----- INPUT -----

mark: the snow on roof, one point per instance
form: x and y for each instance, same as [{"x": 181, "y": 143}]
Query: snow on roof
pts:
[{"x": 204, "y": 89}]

-----

#### [GOAL OF THE EXERCISE]
Identify every line in the listing that contains the word "snow", with case counting, and copy each of those lines.

#### [THE RESULT]
mark: the snow on roof, one point per instance
Query: snow on roof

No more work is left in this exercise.